**Data section**
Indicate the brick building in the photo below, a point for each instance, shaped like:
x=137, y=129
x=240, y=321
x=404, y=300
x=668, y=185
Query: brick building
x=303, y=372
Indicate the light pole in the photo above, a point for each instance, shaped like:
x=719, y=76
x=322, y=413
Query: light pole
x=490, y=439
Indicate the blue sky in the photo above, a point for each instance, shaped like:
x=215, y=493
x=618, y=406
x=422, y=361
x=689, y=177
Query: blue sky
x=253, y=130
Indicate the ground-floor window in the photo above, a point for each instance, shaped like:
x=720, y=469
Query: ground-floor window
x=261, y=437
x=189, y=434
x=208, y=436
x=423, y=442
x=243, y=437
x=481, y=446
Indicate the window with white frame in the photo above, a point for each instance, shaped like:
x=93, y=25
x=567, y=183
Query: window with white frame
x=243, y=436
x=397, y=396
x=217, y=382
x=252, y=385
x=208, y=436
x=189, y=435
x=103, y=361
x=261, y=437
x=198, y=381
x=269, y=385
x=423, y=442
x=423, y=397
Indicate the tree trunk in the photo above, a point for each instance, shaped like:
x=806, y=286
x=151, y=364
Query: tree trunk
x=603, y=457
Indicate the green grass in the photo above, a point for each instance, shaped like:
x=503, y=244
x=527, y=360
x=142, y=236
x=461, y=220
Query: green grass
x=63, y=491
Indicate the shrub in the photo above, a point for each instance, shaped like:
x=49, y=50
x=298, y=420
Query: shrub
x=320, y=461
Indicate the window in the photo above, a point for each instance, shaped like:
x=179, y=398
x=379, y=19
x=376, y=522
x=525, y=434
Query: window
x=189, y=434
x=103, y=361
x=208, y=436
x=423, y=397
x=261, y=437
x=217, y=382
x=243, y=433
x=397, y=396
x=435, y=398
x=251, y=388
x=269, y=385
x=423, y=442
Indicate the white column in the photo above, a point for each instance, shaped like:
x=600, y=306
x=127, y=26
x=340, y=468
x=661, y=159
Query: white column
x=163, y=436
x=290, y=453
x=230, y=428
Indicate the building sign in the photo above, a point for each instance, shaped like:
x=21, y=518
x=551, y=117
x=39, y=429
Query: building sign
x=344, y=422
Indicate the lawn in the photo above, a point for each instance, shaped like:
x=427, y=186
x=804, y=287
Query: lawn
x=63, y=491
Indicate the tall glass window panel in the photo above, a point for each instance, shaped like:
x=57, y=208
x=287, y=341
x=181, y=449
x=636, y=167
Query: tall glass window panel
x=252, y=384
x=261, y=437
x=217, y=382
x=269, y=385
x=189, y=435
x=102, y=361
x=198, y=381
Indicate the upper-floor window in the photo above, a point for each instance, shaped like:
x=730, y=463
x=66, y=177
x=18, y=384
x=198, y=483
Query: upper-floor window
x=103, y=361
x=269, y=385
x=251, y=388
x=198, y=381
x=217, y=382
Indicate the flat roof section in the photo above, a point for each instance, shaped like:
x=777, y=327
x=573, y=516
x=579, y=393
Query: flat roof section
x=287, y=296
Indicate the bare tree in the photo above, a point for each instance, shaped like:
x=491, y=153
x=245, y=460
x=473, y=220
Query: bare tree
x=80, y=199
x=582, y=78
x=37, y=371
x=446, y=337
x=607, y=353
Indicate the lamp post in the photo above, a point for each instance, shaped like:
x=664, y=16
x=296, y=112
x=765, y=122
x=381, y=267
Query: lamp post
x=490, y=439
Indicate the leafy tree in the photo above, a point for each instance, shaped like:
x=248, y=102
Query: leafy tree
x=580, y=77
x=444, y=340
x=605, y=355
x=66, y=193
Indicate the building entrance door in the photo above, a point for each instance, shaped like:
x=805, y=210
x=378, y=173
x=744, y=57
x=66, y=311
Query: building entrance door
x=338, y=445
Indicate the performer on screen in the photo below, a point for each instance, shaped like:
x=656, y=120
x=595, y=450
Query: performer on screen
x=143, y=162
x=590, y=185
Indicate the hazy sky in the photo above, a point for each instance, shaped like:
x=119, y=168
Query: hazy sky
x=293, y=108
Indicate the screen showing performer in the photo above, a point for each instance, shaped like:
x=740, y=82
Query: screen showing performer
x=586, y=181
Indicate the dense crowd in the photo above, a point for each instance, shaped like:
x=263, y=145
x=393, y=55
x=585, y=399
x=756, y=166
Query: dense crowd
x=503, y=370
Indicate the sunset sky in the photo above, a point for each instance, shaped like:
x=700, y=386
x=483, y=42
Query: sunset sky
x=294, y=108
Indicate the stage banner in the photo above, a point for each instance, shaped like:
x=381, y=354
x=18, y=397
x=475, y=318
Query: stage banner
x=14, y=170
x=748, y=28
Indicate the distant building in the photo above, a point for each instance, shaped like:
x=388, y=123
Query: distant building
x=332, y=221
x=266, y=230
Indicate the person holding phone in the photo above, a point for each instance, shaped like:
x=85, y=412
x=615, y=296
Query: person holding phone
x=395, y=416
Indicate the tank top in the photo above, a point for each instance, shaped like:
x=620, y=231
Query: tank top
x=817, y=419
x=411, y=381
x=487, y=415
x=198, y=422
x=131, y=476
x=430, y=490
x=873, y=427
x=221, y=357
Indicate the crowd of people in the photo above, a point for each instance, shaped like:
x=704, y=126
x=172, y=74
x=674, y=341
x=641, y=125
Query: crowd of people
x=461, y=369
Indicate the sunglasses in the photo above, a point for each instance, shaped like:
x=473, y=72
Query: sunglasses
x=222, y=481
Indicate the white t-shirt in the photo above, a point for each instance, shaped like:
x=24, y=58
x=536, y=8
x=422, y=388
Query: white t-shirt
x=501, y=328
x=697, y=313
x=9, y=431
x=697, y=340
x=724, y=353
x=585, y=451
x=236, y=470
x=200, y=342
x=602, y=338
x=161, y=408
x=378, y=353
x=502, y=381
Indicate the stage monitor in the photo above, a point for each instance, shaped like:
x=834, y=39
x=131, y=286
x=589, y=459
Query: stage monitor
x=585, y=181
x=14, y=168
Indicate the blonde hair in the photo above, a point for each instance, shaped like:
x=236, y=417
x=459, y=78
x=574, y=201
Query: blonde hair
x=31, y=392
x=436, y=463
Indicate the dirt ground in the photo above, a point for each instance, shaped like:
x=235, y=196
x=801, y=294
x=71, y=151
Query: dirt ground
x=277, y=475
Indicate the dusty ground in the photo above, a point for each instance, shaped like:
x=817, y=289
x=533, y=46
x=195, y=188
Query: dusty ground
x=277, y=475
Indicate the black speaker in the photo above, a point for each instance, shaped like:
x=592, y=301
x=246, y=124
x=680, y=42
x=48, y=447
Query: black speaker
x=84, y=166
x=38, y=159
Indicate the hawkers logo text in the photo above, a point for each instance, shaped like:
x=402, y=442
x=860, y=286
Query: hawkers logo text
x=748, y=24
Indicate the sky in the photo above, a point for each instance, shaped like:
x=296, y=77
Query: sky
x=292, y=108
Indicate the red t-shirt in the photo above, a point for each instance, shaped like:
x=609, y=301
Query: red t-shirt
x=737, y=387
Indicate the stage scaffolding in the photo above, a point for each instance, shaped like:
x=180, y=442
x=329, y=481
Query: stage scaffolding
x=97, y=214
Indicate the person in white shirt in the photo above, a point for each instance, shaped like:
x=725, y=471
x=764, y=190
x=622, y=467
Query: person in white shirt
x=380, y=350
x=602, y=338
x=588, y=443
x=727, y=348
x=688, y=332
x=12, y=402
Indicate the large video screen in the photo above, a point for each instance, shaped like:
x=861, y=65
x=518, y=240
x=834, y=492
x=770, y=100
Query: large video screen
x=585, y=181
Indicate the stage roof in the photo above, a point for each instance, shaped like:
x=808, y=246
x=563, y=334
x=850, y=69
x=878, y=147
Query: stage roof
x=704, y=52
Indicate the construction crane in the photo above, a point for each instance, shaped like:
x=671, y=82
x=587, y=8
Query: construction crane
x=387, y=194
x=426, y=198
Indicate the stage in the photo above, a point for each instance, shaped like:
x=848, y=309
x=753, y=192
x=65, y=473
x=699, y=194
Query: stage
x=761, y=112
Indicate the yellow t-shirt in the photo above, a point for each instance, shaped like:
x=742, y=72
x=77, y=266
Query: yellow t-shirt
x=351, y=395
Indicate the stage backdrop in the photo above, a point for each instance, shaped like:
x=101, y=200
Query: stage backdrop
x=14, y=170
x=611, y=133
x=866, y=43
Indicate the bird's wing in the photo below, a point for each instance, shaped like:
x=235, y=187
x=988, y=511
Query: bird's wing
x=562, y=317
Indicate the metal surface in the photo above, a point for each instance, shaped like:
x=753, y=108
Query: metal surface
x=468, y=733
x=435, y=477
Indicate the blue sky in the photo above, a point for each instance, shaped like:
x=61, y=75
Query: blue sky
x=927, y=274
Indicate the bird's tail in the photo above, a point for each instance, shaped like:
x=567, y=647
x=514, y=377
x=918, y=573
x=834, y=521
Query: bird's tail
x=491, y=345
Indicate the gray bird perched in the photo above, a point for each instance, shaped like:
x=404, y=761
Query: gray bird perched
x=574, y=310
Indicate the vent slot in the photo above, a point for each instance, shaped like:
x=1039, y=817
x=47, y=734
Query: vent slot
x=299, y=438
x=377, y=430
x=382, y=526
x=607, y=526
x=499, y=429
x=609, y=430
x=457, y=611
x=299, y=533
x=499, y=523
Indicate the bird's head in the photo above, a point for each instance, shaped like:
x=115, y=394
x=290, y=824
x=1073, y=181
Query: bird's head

**Directive**
Swap "Query" for "Target" wherever it occurs in the stretch from the start of the entries through the line containing "x=320, y=461", and write out that stretch again with everything else unchanged.

**Solved problem**
Indicate the brick building in the photo below, a point for each instance, shaped like:
x=137, y=129
x=240, y=321
x=404, y=300
x=668, y=185
Target: brick building
x=303, y=372
Indicate the light pole in the photo above, a point for each instance, shaped like:
x=719, y=76
x=322, y=413
Target: light pole
x=490, y=439
Indicate the blue sky in the photo above, a point for each instance, shaped like:
x=215, y=493
x=618, y=406
x=422, y=361
x=689, y=177
Target: blue sky
x=253, y=130
Indicate the ground-floor window in the photo above, a point for each instance, shaped like:
x=720, y=469
Target: ground-floor window
x=261, y=437
x=189, y=434
x=208, y=436
x=423, y=442
x=243, y=437
x=481, y=446
Indicate the window with white frame in the photo above, a point for each instance, shaped like:
x=93, y=25
x=567, y=183
Target: window with white frame
x=243, y=436
x=397, y=396
x=217, y=382
x=252, y=385
x=208, y=436
x=189, y=435
x=103, y=361
x=261, y=437
x=198, y=381
x=269, y=385
x=423, y=442
x=423, y=397
Indicate the tree trunk in the photo above, a point for each instance, shaped like:
x=806, y=286
x=151, y=364
Target: tree trunk
x=603, y=457
Indicate the green grass in the photo above, a point for each instance, shaped like:
x=503, y=244
x=527, y=360
x=142, y=236
x=461, y=220
Target: green grass
x=63, y=491
Indicate the shrub in the photo above, a point for each instance, shaped like:
x=49, y=50
x=298, y=420
Target: shrub
x=320, y=461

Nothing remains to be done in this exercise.